• What you are asked to do:
Some of the lines below need repeating. Reproduce exactly those between the lines holding "Task: tag one point per instance of the plant" and "Task: tag one point per instance of the hand", inclusive.

(Stored records)

※

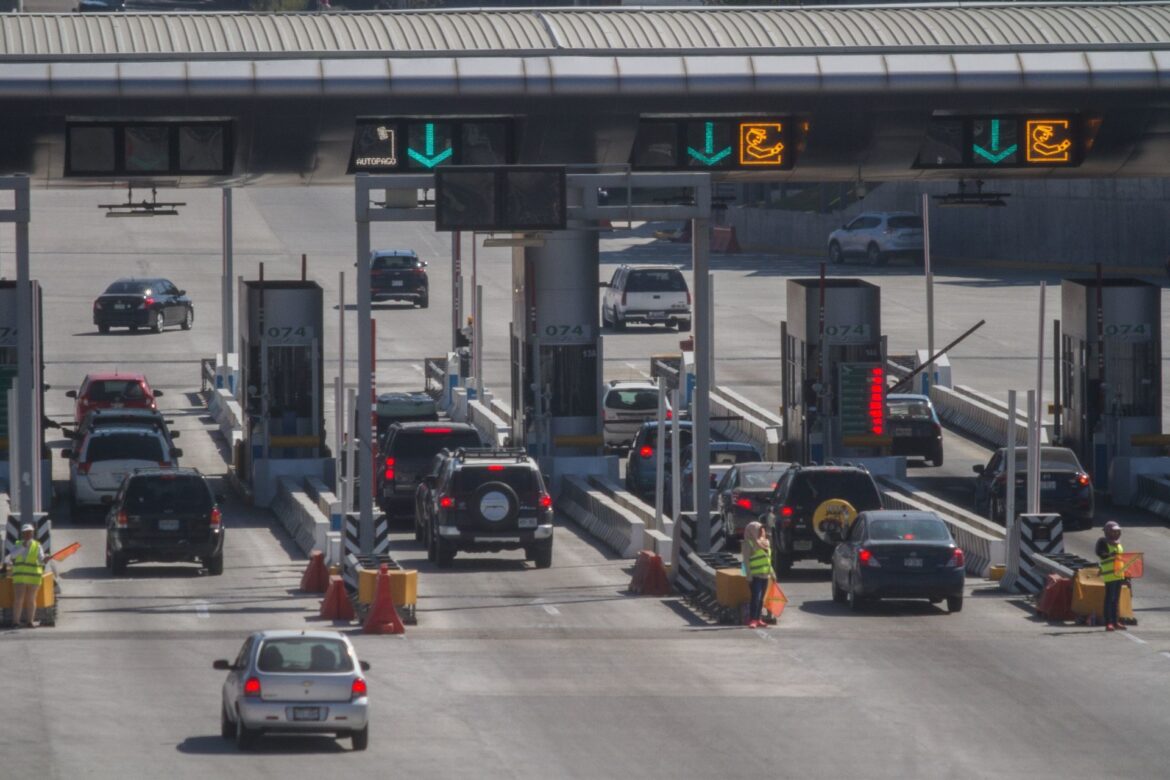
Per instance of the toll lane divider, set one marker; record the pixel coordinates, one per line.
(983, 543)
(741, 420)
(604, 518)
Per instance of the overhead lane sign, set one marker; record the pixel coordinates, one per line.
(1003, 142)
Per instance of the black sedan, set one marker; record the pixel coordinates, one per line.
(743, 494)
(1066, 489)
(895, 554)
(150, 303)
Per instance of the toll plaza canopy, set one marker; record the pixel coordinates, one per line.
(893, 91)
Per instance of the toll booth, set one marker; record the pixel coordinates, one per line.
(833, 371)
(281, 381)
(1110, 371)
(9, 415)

※

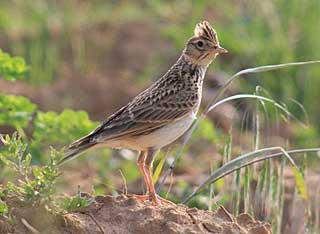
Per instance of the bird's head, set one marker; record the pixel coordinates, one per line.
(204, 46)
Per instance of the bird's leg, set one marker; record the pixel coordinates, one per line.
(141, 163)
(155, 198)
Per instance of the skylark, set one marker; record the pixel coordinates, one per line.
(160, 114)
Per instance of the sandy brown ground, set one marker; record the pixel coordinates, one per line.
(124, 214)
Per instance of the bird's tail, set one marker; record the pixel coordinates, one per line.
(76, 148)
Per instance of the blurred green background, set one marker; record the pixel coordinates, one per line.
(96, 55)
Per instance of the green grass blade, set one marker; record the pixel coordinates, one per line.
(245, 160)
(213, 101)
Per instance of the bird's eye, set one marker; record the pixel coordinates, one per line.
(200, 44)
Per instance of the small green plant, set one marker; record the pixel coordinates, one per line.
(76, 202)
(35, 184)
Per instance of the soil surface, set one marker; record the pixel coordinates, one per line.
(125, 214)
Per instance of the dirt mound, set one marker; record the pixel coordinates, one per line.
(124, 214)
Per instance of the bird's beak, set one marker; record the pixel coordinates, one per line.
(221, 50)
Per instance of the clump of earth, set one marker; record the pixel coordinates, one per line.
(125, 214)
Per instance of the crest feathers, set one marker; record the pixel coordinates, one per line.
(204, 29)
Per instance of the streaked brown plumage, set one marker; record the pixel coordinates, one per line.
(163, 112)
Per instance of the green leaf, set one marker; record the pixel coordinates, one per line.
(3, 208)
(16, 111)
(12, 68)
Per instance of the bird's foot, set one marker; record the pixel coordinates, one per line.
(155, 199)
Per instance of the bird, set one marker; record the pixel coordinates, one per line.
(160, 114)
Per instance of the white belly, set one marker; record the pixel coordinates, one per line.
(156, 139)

※

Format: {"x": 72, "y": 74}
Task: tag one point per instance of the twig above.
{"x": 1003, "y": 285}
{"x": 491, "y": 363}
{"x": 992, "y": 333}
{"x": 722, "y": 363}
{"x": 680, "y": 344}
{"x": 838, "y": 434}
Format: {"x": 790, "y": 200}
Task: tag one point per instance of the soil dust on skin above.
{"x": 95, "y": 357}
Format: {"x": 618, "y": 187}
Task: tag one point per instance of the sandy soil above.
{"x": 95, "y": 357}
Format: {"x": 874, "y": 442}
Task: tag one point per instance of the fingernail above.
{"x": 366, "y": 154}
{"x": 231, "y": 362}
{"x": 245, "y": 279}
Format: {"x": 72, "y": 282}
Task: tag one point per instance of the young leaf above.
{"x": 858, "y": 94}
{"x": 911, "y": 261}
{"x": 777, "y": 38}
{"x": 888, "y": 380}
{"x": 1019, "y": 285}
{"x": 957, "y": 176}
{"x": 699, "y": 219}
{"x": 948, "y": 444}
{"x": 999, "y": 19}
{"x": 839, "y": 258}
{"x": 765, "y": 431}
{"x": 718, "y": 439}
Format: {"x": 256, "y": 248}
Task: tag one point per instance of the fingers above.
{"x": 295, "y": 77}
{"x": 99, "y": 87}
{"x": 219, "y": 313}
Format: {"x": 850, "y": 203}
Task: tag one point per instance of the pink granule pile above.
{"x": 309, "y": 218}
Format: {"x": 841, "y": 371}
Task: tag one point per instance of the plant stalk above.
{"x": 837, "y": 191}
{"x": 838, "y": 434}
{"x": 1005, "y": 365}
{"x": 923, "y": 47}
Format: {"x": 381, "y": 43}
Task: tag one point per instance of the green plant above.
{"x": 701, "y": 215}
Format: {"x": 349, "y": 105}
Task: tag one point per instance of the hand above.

※

• Exercise output:
Task: tag one point per instance of the plant stalk above.
{"x": 837, "y": 191}
{"x": 838, "y": 434}
{"x": 1005, "y": 365}
{"x": 923, "y": 47}
Format: {"x": 381, "y": 43}
Task: tag one point per instance of the green plant above.
{"x": 701, "y": 215}
Format: {"x": 349, "y": 105}
Task: tag one point per instance of the hand above.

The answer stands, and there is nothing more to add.